• Extract to read:
For a quick, effort-free cleaning solution you can place plastic cutting boards in the dishwasher – this way no extra washing or scrubbing will be necessary.
Keeping your chopping boards clean is an essential part of kitchen hygiene. After all, the chopping board is where you do all your food preparation - from dicing garlic to slicing raw meat. There’s a significant risk of spreading harmful bacteria, like salmonella and e-coli. The good news is that a regular cleansing routine can prevent food contamination and ensure your chopping board – and your kitchen – stays as germ-free as possible.
Here's a handy video demonstration on how to clean your chopping boards:
Cleaning Chopping Boards
When cleaning your chopping boards, bear in mind:
- The best method for keeping chopping boards clean is to scrub them in the washing up bowl, using very hot water and a dishwashing liquid like Persil Washing Up Liquid.
- Rinse and dry your chopping board with paper towels, as dishcloths often contain germs from hands and other food equipment and may contaminate a clean chopping board.
- Running your cutting boards through a dishwasher with a reliable detergent will get you the best results; a dishwasher should not be used for wooden boards as they can warp in high temperatures.
Sanitising Chopping Boards
To practice a good level of hygiene in the kitchen, sanitise your chopping board every week, or more often if necessary. Here’s how:
- The most effective method is to soak cutting boards in a solution of 1 tablespoon of chlorine-based bleach to a gallon of water.
- Leave for half an hour, then rinse thoroughly, and air-dry upright on a rack.
- Alternatively, use common household ingredients with anti-bacterial properties, like white vinegar, to wipe over the cutting surface before leaving to dry.
Tip: If you notice your chopping boards are starting to smell of onions or raw fish, dip a paper towel in pure lemon juice, or rub half a lemon over the surface and it will smell citrus-fresh in no time!

• Excerpted records:

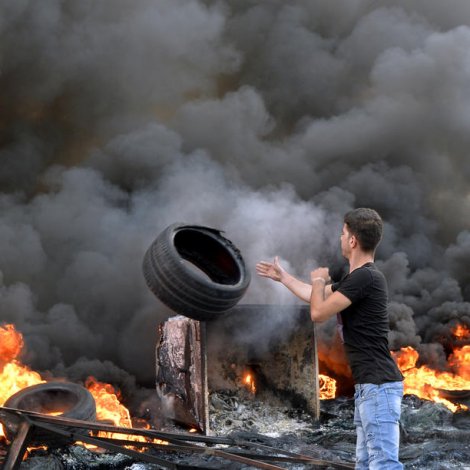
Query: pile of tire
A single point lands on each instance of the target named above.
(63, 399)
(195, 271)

--

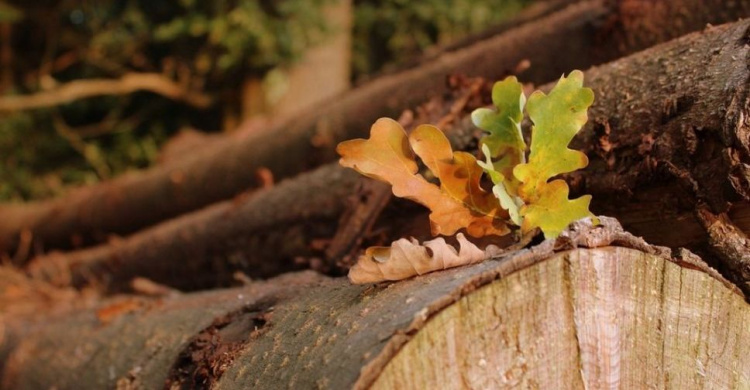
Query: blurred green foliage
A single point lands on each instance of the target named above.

* * *

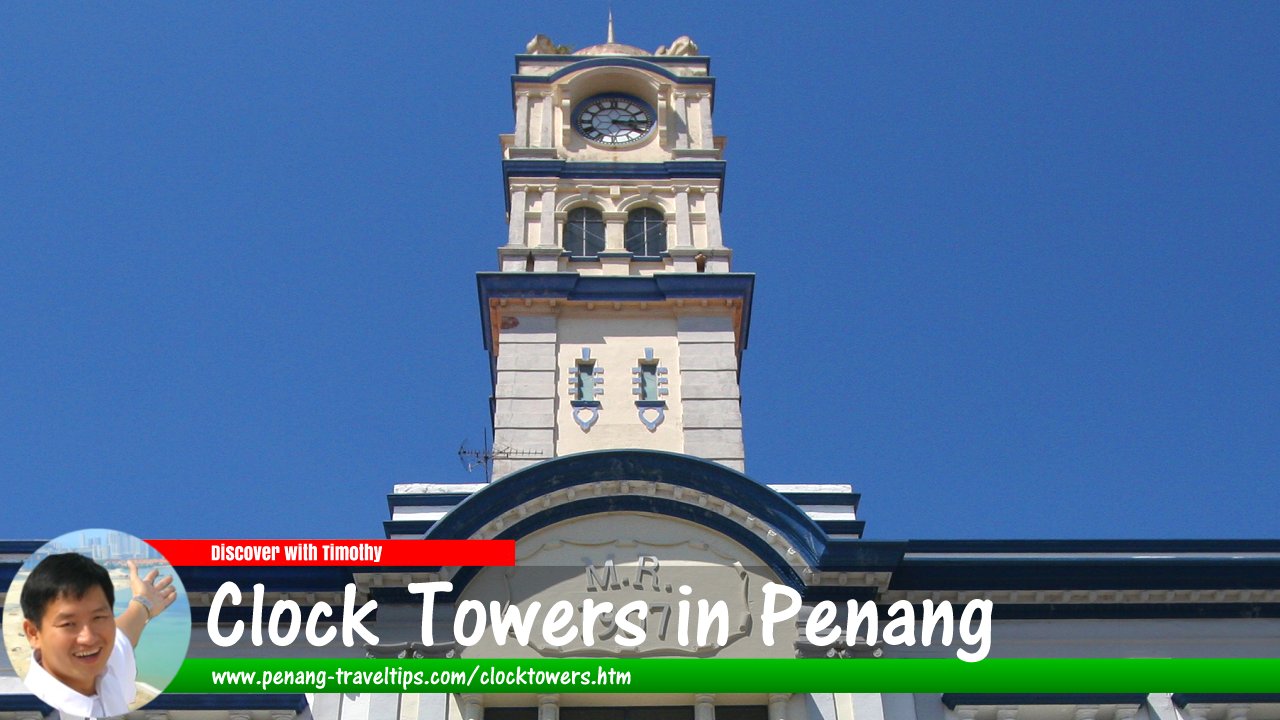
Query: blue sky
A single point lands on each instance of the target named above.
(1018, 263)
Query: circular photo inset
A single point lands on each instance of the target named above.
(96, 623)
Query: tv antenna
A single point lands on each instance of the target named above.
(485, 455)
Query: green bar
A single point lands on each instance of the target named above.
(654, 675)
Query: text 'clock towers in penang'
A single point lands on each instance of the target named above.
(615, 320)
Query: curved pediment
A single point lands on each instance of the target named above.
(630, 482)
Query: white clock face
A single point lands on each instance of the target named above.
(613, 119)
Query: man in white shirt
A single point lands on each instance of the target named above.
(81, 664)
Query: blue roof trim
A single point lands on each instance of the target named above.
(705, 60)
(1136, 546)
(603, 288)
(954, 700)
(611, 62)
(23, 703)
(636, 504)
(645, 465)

• Activity list:
A) For each statement about the chopping-board cleaning guide, say yes or no, and quote the words from the guide that decide it. (i) Wooden boards should not be put in the dishwasher. (ii) The guide recommends drying boards with a dishcloth. (iii) Boards should soak in the bleach solution for an hour.
B) Go on with the chopping-board cleaning guide, starting after its final tip about lemon juice.
Nothing in the rows is needed here.

• Responses to the exercise:
A)
(i) Yes: "a dishwasher should not be used for wooden boards as they can warp in high temperatures"
(ii) No: "Rinse and dry your chopping board with paper towels, as dishcloths often contain germs from hands and other food equipment"
(iii) No: "Leave for half an hour"

B)
Preventing Food Contamination
No one wants an upset tummy from contaminated food. Follow this advice to avoid potential problems:
- Buy hard acrylic or rubber boards, as they are generally considered the most hygienic choice (these are commonly used in restaurant kitchens).
- Wooden boards should be kept as clean and as sanitised as possible.
- Consider using beeswax or mineral oil to treat the surface of wood cutting boards every few months, to help form a natural seal against food contamination.
- It’s safest to use different boards for different types of food. You should have at least two: one for raw meat and fish and one for vegetables, bread and anything that can be eaten safely uncooked.
- Purchase colour-coded sets of cutting boards, or label your boards yourself, so that you remember which board is which.
- Throw away any chopping boards that are really cracked, scratched and or visibly dirty. Like all kitchen equipment, cutting boards have a shelf-life and it's vital that you get rid of old boards to maintain a safe, healthy kitchen.
- It’s important to use different chopping boards for different types of food; this will prevent cross contamination and save you from constantly having to wash your chopping board when preparing meals.
- Hot water and a dishwashing liquid like Persil Washing Up Liquid are essentials for everyday chopping board cleaning.
- On a weekly basis, give your chopping boards a thorough clean with a sanitising solution.